◆ PAGE TEXT
>>>

Why am I telling you all this?

One of the magical things I see as the years go by is how previously inexplicable parts of life seem to find meaning and fall into place, as though they belonged to some plan. All it takes sometimes is a change of perspective.

Through that stammer, I’ve learned to listen. Knowing that I’m not going to get to say my piece, not being so intent on putting forward my own point of view, I have by default learned more easily to hear what others say. Not always, but perhaps more than is typical.

I’ve been able to observe, to forget self and just to absorb what I see, hear, touch, feel.

I’ve learned too how to create a space between ideas and words. Sometimes it can be good to bounce words back and forth as they spontaneously appear in consciousness, but at other times it’s good to allow ideas to germinate freely and grow without being forced into the straightjacket of spoken words.

Have you spotted the connection yet?

Only in the last couple of weeks has the value of that uncomfortable past dawned on me. How those characteristics of listening, observing, contemplating, match so perfectly the needs of a writer. What yesterday seemed a curse today seems a blessing.

And if those characteristics give writing a powerful forehand stroke, in a beautiful display of symmetry, with a deft sweep of its backhand, writing dismisses the residual risk that, on their own, they might give rise to a disconnectedness.

<<<

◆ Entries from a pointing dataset
>>>

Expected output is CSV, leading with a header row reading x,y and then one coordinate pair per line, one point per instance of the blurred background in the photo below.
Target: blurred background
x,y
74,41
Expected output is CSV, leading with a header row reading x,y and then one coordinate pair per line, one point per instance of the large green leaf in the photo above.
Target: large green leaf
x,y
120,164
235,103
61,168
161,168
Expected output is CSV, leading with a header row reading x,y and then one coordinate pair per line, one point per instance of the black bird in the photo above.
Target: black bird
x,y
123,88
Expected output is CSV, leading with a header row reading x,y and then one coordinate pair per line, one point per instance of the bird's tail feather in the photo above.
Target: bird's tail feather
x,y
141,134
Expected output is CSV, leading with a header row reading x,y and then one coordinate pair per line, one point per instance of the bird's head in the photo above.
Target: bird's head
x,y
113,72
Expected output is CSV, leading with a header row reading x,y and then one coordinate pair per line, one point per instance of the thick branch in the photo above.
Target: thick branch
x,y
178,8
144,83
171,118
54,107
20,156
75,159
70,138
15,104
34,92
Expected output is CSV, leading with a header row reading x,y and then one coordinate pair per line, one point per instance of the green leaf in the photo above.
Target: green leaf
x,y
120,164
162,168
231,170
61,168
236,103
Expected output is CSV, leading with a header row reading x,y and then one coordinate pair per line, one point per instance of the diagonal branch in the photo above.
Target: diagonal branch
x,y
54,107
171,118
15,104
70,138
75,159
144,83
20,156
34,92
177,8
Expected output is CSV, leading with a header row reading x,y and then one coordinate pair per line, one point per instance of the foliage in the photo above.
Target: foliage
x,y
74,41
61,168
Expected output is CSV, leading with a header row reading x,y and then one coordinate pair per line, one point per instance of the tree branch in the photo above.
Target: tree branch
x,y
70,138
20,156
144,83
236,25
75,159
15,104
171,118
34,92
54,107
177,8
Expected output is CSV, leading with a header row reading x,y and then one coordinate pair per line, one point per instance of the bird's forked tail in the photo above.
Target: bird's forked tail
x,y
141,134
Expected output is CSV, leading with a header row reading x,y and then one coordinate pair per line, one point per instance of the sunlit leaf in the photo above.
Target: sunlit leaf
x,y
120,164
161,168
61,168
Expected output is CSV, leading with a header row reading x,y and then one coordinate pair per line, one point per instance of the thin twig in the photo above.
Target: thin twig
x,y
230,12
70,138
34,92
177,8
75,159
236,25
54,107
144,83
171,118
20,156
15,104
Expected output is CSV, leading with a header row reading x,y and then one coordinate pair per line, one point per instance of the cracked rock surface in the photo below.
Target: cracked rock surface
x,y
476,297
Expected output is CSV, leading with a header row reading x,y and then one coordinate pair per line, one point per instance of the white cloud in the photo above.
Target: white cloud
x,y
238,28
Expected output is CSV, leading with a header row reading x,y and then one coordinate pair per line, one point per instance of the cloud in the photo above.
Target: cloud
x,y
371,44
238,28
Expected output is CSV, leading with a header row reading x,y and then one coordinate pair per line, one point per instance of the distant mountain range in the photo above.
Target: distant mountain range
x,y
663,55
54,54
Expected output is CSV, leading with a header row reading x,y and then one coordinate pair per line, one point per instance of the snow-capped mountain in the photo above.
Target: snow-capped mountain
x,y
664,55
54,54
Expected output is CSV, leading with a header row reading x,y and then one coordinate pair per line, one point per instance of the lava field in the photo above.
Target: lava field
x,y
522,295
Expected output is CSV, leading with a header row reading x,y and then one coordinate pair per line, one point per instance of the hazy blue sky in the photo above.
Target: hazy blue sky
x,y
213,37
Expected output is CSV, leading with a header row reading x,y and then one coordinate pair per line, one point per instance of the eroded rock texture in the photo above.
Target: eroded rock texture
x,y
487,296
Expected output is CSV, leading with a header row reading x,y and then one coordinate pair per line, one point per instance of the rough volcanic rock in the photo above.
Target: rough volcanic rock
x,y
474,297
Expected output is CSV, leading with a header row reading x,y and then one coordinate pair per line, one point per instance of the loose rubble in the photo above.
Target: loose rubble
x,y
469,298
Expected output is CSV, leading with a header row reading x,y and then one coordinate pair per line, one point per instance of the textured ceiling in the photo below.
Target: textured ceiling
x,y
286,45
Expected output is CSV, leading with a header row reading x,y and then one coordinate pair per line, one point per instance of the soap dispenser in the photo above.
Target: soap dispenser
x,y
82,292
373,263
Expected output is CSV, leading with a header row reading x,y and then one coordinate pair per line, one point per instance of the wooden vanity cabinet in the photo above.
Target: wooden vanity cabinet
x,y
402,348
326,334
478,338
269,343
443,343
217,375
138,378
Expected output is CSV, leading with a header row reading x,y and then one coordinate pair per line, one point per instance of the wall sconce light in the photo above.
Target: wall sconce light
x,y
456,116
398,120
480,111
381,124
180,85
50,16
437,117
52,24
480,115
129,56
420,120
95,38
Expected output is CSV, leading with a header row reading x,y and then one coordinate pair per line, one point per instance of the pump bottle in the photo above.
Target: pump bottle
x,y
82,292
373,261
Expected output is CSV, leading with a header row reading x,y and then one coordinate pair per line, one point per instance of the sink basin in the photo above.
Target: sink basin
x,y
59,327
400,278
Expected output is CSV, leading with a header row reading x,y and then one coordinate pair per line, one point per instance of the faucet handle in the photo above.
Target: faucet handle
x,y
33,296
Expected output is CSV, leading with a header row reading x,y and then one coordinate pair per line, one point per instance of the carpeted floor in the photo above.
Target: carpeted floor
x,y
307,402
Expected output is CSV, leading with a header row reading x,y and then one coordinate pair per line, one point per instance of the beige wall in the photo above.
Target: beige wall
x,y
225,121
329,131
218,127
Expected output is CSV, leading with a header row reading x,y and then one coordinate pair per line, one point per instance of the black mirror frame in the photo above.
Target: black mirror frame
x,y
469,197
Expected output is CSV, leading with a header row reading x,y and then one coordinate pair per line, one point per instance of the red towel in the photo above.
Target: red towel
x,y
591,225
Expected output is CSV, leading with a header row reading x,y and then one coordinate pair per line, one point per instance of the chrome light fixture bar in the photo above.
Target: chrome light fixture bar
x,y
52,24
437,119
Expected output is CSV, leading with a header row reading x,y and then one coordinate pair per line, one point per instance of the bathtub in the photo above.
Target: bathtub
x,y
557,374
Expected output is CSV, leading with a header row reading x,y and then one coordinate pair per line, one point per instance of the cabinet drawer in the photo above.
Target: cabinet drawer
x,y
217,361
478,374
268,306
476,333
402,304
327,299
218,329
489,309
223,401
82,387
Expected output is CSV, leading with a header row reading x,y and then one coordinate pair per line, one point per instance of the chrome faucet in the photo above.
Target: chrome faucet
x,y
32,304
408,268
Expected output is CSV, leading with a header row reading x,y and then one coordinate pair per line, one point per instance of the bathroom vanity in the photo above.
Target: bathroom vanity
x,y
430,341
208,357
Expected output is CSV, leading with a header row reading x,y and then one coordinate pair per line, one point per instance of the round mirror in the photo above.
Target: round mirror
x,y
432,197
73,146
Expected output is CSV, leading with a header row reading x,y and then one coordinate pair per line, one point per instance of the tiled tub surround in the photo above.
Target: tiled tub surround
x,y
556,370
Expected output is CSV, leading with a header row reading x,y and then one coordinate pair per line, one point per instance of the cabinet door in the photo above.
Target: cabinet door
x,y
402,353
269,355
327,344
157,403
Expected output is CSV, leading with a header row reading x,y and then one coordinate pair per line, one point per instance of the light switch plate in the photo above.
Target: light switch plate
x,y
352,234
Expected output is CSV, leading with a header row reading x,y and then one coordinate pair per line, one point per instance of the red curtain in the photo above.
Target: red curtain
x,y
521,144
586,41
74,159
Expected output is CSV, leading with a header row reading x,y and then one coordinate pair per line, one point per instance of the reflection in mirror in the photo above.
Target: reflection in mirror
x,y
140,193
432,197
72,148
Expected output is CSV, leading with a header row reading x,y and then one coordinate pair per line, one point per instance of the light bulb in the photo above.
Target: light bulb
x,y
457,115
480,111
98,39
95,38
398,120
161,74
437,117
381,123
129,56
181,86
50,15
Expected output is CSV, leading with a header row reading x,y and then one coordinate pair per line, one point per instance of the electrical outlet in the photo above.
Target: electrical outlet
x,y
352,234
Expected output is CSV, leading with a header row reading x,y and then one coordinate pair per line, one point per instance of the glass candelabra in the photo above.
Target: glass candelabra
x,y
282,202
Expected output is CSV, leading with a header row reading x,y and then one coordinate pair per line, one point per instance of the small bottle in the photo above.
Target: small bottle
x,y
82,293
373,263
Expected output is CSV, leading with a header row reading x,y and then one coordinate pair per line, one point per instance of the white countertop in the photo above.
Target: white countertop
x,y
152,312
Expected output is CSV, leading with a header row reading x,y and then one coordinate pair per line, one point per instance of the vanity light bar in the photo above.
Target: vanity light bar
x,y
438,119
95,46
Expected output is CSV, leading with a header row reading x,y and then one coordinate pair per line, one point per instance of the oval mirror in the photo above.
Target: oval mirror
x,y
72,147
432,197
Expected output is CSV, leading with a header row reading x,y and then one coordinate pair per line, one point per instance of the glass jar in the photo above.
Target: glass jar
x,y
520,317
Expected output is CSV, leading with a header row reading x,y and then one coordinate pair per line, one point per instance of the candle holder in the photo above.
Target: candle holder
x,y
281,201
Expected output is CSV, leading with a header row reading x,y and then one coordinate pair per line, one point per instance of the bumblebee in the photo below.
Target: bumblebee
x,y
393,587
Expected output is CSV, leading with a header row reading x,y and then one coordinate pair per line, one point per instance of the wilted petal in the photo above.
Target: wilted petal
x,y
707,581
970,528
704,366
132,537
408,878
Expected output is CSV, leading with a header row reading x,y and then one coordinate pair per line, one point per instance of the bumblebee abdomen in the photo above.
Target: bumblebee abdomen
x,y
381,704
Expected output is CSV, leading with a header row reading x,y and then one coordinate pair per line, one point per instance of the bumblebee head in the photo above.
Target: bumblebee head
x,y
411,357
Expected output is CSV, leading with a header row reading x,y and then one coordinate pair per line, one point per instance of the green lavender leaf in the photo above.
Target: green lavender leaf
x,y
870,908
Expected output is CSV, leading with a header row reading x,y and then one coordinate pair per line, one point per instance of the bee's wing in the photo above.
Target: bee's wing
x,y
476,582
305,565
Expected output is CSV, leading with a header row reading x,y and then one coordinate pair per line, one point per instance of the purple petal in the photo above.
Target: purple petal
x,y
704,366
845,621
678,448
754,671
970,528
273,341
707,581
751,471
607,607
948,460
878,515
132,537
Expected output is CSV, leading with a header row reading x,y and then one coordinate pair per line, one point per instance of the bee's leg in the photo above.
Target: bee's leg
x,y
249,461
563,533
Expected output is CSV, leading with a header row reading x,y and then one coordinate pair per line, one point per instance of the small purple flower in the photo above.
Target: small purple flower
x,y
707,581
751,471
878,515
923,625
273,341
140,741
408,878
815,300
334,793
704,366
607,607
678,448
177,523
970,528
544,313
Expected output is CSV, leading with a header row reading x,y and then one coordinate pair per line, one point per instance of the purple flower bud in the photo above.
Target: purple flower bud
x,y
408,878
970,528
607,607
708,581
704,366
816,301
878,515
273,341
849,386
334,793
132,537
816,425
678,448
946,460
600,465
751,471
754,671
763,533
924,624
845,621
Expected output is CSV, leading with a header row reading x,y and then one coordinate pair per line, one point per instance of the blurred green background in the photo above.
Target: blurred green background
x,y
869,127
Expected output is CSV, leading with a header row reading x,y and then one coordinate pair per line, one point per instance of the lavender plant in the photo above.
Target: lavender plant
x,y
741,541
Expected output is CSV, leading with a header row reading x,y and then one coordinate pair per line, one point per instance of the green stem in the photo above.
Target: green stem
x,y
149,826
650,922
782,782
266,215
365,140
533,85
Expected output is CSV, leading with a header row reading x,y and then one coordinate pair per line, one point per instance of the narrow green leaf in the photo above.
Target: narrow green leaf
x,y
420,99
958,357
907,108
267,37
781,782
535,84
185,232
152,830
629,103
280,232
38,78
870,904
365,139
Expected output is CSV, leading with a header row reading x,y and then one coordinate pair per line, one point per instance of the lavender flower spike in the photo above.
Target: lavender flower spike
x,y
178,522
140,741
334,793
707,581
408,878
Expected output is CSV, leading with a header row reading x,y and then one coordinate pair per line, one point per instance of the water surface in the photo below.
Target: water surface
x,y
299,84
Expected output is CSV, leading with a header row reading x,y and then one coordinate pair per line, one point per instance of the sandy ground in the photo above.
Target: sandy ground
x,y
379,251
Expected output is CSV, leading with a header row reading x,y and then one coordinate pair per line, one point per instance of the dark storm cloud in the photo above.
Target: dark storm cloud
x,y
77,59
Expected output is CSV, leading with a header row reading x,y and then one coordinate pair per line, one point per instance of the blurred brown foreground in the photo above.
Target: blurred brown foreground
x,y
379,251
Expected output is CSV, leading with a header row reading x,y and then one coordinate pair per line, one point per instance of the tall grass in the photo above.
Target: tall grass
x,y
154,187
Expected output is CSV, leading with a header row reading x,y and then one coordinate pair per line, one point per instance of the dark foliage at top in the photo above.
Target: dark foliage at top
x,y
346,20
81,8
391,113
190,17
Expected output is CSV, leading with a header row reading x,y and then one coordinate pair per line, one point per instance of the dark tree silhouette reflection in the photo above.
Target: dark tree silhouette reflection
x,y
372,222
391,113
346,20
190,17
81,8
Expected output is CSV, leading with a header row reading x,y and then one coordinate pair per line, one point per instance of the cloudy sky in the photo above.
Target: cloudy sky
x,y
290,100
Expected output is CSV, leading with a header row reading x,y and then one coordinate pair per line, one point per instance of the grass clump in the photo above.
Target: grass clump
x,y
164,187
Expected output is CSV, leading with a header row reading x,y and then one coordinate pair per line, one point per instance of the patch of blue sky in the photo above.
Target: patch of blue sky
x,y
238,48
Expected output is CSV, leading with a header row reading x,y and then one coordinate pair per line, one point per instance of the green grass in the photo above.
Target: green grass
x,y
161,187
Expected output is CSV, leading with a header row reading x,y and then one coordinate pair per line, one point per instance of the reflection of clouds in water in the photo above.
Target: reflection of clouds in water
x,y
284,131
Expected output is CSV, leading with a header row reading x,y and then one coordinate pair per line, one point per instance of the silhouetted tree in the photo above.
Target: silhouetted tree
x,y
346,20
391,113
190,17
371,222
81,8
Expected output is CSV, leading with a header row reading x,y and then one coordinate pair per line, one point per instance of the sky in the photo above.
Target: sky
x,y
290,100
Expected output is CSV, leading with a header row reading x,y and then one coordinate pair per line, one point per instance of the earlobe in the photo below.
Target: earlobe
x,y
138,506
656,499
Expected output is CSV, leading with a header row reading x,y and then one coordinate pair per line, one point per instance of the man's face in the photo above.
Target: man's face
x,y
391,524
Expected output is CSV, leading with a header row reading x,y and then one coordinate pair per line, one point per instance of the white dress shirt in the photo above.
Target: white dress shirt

<<<

◆ DESCRIPTION OF THE TASK
Decide whether each statement agrees with the passage about the stammer, and back each yes or no with the deciding words quoted from it. (a) The writer credits the stammer with teaching them to listen. (b) The writer claims to hear what others say every time. (c) The writer has understood the value of the uncomfortable past for many years.

◆ RESULT OF THIS EXERCISE
(a) Yes: "Through that stammer, I’ve learned to listen."
(b) No: "Not always, but perhaps more than is typical."
(c) No: "Only in the last couple of weeks has the value of that uncomfortable past dawned on me."